* **Requirement**: Needed from the data below: all lines that contain the word "spot".

[Region pointing data]

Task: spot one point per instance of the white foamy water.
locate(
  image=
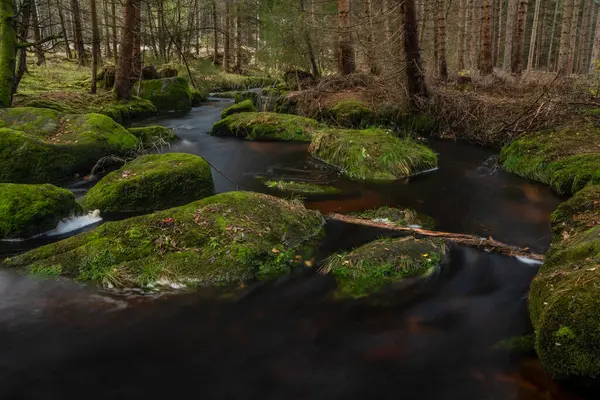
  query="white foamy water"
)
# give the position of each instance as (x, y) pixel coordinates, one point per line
(75, 223)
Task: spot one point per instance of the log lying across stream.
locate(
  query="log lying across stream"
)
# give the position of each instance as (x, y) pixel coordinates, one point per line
(488, 244)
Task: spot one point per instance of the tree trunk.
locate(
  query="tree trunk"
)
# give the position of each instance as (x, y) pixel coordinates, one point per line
(573, 38)
(346, 62)
(486, 65)
(414, 67)
(511, 16)
(461, 34)
(37, 34)
(443, 64)
(63, 27)
(532, 43)
(519, 39)
(123, 78)
(79, 45)
(8, 51)
(563, 51)
(596, 48)
(95, 44)
(113, 10)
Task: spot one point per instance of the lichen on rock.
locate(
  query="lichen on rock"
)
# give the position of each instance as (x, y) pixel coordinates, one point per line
(369, 268)
(29, 210)
(152, 182)
(221, 240)
(267, 126)
(372, 154)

* **Answer box**:
Task: spot one point per instance of the white foamy water.
Task: spot one point per instance of the log lying across stream.
Task: spot one point per instance of the tree trunk.
Task: spot one point per instance of the lichen on rock.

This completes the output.